▼
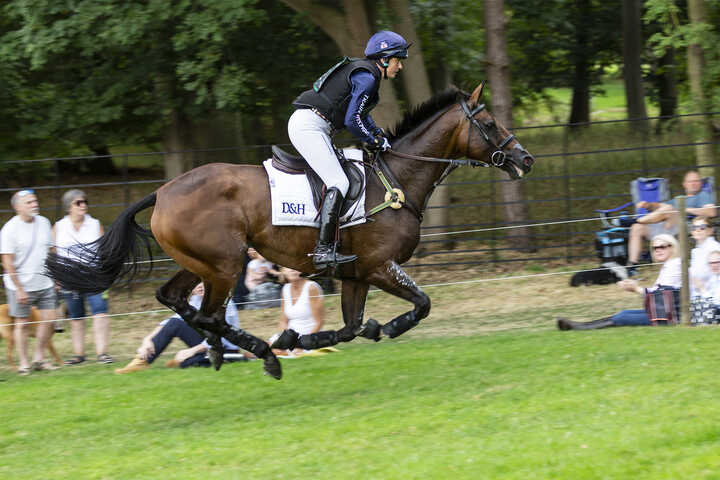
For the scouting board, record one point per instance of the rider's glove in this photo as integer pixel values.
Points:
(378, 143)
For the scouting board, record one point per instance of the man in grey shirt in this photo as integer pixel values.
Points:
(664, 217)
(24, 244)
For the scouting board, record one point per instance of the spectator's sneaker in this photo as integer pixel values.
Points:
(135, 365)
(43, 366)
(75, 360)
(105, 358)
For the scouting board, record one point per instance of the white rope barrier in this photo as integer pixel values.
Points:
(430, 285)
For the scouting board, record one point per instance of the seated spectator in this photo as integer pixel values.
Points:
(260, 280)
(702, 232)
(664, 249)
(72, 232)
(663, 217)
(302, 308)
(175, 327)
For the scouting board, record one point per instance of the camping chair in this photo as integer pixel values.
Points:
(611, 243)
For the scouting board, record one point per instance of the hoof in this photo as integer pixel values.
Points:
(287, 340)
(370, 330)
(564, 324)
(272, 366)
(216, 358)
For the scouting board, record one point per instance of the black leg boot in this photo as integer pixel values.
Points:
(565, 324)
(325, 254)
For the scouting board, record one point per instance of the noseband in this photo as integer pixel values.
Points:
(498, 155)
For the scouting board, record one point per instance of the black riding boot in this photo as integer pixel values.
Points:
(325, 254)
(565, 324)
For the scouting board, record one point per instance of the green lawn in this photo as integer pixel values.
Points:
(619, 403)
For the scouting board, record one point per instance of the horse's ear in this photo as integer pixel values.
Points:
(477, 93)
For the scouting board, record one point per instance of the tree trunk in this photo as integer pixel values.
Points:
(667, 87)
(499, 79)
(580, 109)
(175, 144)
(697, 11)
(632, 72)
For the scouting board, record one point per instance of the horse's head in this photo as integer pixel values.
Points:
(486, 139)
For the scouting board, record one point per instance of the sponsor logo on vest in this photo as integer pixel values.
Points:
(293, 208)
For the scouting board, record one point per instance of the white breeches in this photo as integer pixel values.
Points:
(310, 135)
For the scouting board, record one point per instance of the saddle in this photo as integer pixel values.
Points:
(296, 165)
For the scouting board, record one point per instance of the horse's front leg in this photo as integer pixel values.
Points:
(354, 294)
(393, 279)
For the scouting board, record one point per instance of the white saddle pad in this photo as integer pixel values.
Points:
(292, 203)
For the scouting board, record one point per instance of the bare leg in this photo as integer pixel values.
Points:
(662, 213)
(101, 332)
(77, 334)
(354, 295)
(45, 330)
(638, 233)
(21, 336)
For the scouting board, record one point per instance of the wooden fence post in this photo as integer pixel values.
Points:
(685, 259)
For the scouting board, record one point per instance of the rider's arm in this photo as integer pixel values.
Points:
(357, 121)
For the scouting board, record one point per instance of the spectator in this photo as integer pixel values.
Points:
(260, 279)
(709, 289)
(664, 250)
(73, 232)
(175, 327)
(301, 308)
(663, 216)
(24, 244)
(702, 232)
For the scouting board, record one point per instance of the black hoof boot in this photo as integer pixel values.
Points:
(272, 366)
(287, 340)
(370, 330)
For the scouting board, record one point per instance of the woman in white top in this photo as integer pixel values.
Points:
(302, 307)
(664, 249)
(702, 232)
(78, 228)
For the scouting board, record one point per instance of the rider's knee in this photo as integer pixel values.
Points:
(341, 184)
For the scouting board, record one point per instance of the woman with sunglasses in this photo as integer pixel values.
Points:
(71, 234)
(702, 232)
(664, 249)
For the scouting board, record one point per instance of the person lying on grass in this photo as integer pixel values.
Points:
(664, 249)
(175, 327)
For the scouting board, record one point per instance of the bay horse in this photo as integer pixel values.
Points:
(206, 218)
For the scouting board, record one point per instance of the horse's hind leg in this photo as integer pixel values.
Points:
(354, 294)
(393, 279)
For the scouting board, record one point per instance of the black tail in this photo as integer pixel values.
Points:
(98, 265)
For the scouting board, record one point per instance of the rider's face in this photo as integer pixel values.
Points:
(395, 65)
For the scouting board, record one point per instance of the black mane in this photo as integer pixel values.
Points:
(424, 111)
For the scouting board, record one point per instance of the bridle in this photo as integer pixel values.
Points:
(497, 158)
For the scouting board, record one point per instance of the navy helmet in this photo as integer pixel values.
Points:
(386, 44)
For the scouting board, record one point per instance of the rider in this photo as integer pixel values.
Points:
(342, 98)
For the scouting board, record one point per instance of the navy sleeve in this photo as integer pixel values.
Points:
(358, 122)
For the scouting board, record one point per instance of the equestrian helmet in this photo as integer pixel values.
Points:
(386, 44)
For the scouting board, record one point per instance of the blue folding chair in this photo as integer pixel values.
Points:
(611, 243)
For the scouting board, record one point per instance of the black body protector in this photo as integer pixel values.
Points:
▲
*WHAT YOU SHOULD DO*. Apart from the pictures, the material above has to be repeated exactly.

*ANSWER TO THIS EXERCISE*.
For the scouting board, record one point per instance of the rider's glove in this photo as integer pixel values.
Points:
(378, 143)
For the scouting board, record one point per instance of the man in grey shirt in this photo as integer pixel values.
Points:
(664, 217)
(24, 244)
For the scouting board, record one point per instance of the spectator's sneaker in this photo as integer pixel values.
Points:
(135, 365)
(43, 366)
(75, 360)
(105, 358)
For the scouting board, record one point per instance of the white rope barrier in this photo as integer pixel values.
Points:
(430, 285)
For the scouting board, record one point per instance of the seated spectator in this photo as integer pixel values.
Points:
(260, 280)
(702, 232)
(664, 249)
(72, 232)
(663, 217)
(302, 308)
(175, 327)
For the scouting board, record one point per instance of the camping chair in this photo as integer pixel values.
Points:
(611, 243)
For the scouting board, record one point per instance of the hoof in this photo as integer pixel values.
Points:
(287, 340)
(370, 330)
(564, 324)
(272, 366)
(216, 358)
For the scouting board, record one point per instance of the black leg boot in this photo as integer pixel values.
Points:
(565, 324)
(325, 254)
For the scouting board, record one point per instance of the noseband in this photo as integer pixel values.
Points:
(498, 155)
For the scouting board, record one point per instance of the black riding boot in this photo as integer pixel values.
Points:
(325, 254)
(565, 324)
For the scouting board, record one point per instance of the green lawn in this photo as integer pixel values.
Points:
(619, 403)
For the scouting board, record one point per instance of the horse's ear in this photo as integer pixel values.
Points:
(477, 93)
For the scouting board, record one point per instance of the tree trunk in this photo as integer pixel values.
Points:
(667, 87)
(499, 79)
(580, 109)
(175, 144)
(697, 11)
(632, 72)
For the scouting board, record one point per instance of the horse's head in this photo as integer pixel values.
Points:
(486, 139)
For the scouting board, record one point per instance of the sponsor logo on vest in this photo as integer pixel values.
Points:
(293, 208)
For the scouting board, record one point per instance of the white breeches in this photo as integer pixel values.
Points:
(310, 135)
For the scouting board, record one point per instance of the saddle in this photo as integer pixel values.
Points:
(296, 165)
For the scouting board, record one point per instance of the horse's front leg in this photo as integer pixel values.
Points:
(354, 294)
(393, 279)
For the scouting board, record one point per instance of the white saddle pad in this photo as integer pixel values.
Points:
(292, 203)
For the scouting board, record one point per instance of the bare leg in this photo as integer pixel values.
Points:
(662, 213)
(101, 332)
(77, 334)
(354, 295)
(45, 330)
(638, 233)
(21, 336)
For the scouting board, record one point per instance of the wooden fence post in this photo as integer pixel values.
Points:
(685, 259)
For the scouting board, record one point per instance of the rider's arm in this photo as integer pixel values.
Points:
(357, 121)
For the scouting board, record one point per instance of the spectator in this photo as integer pixel values.
Points:
(260, 279)
(709, 289)
(664, 250)
(73, 232)
(175, 327)
(301, 308)
(663, 216)
(24, 244)
(702, 232)
For the scouting board, record one point per instance of the black hoof boot in this photo as integer pixel values.
Points:
(272, 366)
(287, 340)
(370, 330)
For the scouting board, record one point per instance of the woman in white top in this photo as integer pixel values.
Points:
(302, 307)
(664, 249)
(702, 232)
(78, 228)
For the scouting board, record one point per instance of the rider's knee in this photo as integer pixel values.
Points:
(341, 184)
For the scouting board, record one point per instance of the woman with sunglasses in this photo as integer pixel values.
Points:
(71, 234)
(702, 232)
(664, 249)
For the scouting board, record one point per instance of the person lying on grass in this photo as integer pixel values.
Points:
(664, 249)
(175, 327)
For the scouting board, record one point per instance of the bay horse in this photo as integer pixel values.
Points:
(206, 218)
For the scouting board, record one point per instance of the horse's hind leg in this photo as integer pixel values.
Points:
(354, 294)
(393, 279)
For the scouting board, record one point per instance of the black tail in this photo as integer pixel values.
Points:
(98, 265)
For the scouting board, record one point per instance of the rider's face in this photo as integer pixel values.
Points:
(395, 65)
For the scouting board, record one point per instance of the black mane in this photo as integer pixel values.
Points:
(424, 111)
For the scouting board, record one point per instance of the bridle in this photo as integer pixel values.
Points:
(497, 158)
For the scouting board, record one point per instance of the navy helmet in this photo as integer pixel values.
Points:
(386, 44)
For the scouting board, record one point per instance of the rider in this photo as integer pixel values.
Points:
(342, 98)
For the scouting board, record one point per instance of the navy sleeve in this photo as integer pixel values.
Points:
(358, 122)
For the scouting board, record one point per instance of the equestrian helmet in this photo as integer pixel values.
Points:
(386, 44)
For the scouting board, record one point per instance of the blue folding chair in this photo as integer pixel values.
Points:
(611, 243)
For the scouting board, record one point per instance of the black body protector in this photo as integer pixel values.
Points:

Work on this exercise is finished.